# Middle chainring replacement



## jonj (Jun 18, 2015)

I am new to mountain biking and want to replace the middle chainring on my crankset. It is a Shimano Alivio, 22/32/44 teeth, and I just need to replace the middle 32T 104mm chainring. I want to find the cheapest chainring I can. I ordered one, but it didn't fit, even though the BCD, brand and teeth were the same, but it was a 9 speed chainring and mine is an 11 speed bike (so I'm guessing that was the problem).

Can someone please help me with what to look for so I get the right chainring when shopping around for a new middle chainring for this crankset? Does it have to be an 11 speed or can it be a 10 speed?


----------



## One Pivot (Nov 20, 2009)

You have an alivio crank on a 11 speed bike? That would be very unusual... 11s is the highest end drivetrain out there right now, usually paired with a similarly high end crank with only a single front chainring thats not 104 bcd. Are you sure you have 11 cogs on your rear cassette? What chainring did you buy that didnt fit?

A deore ring should fit. They're about 15 bucks. Any 104 ring should fit actually.


----------



## jonj (Jun 18, 2015)

Thanks for your reply. 
Maybe I am not accurate in my description. It's a stock 2001 trek fuel 80. There are 3 gears/rings in the front crank and 8 cogs on the rear for a total of 11. I know that it's more than 11 speeds, but I thought when looking for parts it was considered an 11 speed. 
I bought a supposed shimano deore 104mm 32t chainring that was for a 9 speed bike from bikewagon, but the middle is a tiny bit too small to fit onto the crank. The bolt holes line up right, but the metal below the bolt hole is just a tiny bit too long for it to sit onto the crank and the teeth seem to line up a little different too.

Any help out education is greatly appreciated.


----------



## jonj (Jun 18, 2015)

The exact part that didn't fit is listed as a shimano deore fc-m532 32 teeth 9 speed chainring


----------



## perttime (Aug 26, 2005)

jonj said:


> ... There are 3 gears/rings in the front crank and 8 cogs on the rear have a (3 * 8 = ) 24 gears -although only the rear 8 is often mentioned because people don't always use 3 chainrings.
> 
> it has been a while since I last replaced chainrings, and never for 8-speed but ...
> What cranks/bottom bracket do you have? I found this about the ring you bought:
> "Chainrings from Shimano HollowtechII & Octalink MTB cranksets have different length tabs & are not interchangable"


----------



## Misterg (Jul 17, 2014)

You have 8 sprockets on the rear which defines your transmission as an an '8 speed' (3 x 8 if you like), so you need an '8 speed' chainring.

__________________________________________________

**TASK REQUIREMENTS:**
1. In the chainring thread, how much does One Pivot say a Deore ring costs?
2. Output the portion of the chainring thread between "A deore ring" and "little different too.", inclusive.
3. Rewrite the chainring thread paragraph beginning "I am new to mountain biking" as a short bulleted list that keeps its main facts.
Rely on the chainring thread alone for these.

**SUPPLIED RECORDS:**
__________________________________________________

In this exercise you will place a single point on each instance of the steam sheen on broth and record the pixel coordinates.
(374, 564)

__________________________________________________

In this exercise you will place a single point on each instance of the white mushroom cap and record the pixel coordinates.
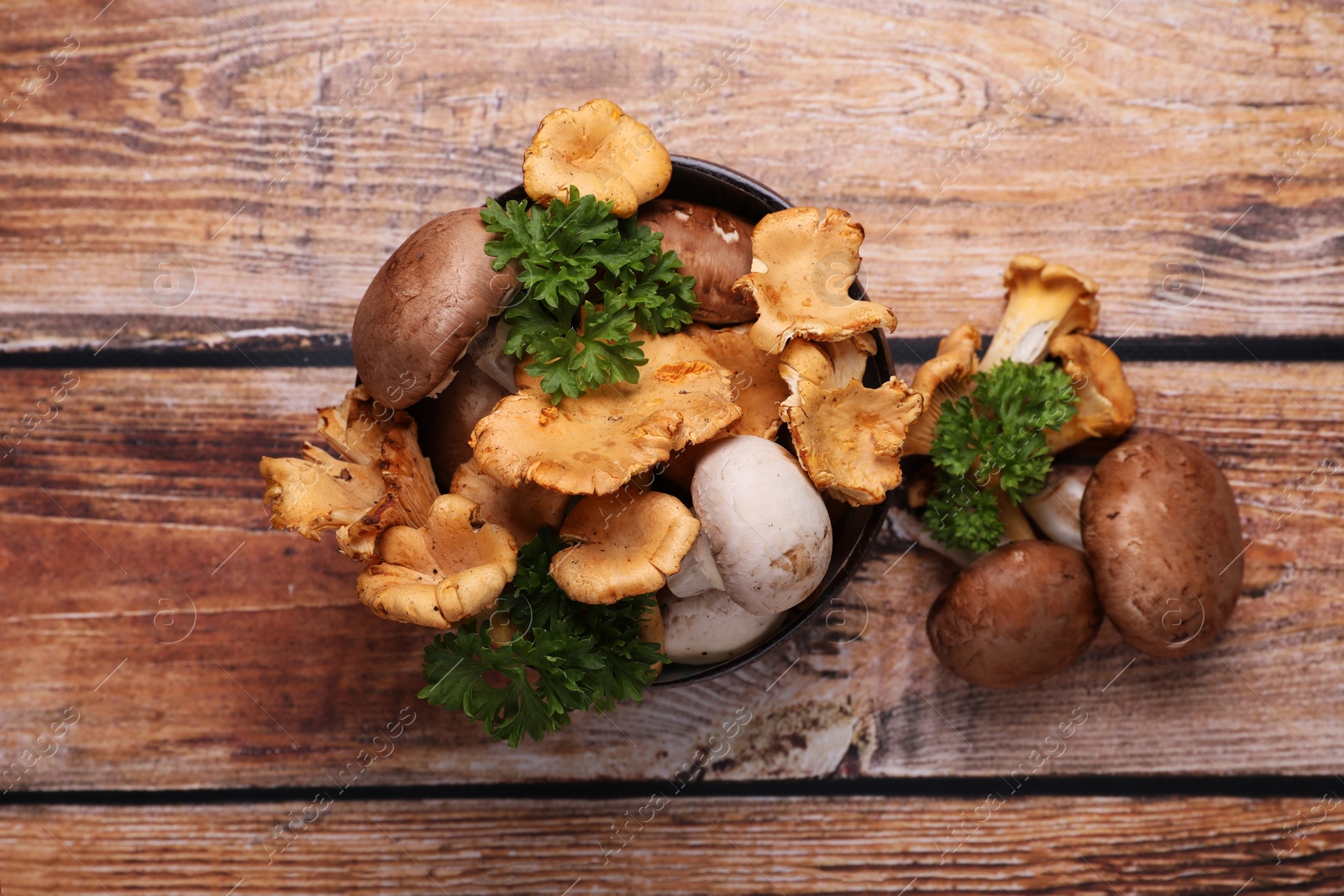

__________________________________________________

**THE RESPONSES:**
1. About 15 bucks.

2.
A deore ring should fit. They're about 15 bucks. Any 104 ring should fit actually.


----------



## jonj (Jun 18, 2015)

Thanks for your reply. 
Maybe I am not accurate in my description. It's a stock 2001 trek fuel 80. There are 3 gears/rings in the front crank and 8 cogs on the rear for a total of 11. I know that it's more than 11 speeds, but I thought when looking for parts it was considered an 11 speed. 
I bought a supposed shimano deore 104mm 32t chainring that was for a 9 speed bike from bikewagon, but the middle is a tiny bit too small to fit onto the crank. The bolt holes line up right, but the metal below the bolt hole is just a tiny bit too long for it to sit onto the crank and the teeth seem to line up a little different too.

3.
- The poster is new to mountain biking and wants to replace the middle chainring on a Shimano Alivio 22/32/44 crankset.
- Only the middle 32T 104mm chainring needs replacing, and the poster wants the cheapest one available.
- A chainring already ordered didn't fit, even though its BCD, brand and tooth count matched.
- That ring was 9 speed while the bike is 11 speed, which the poster guesses was the problem.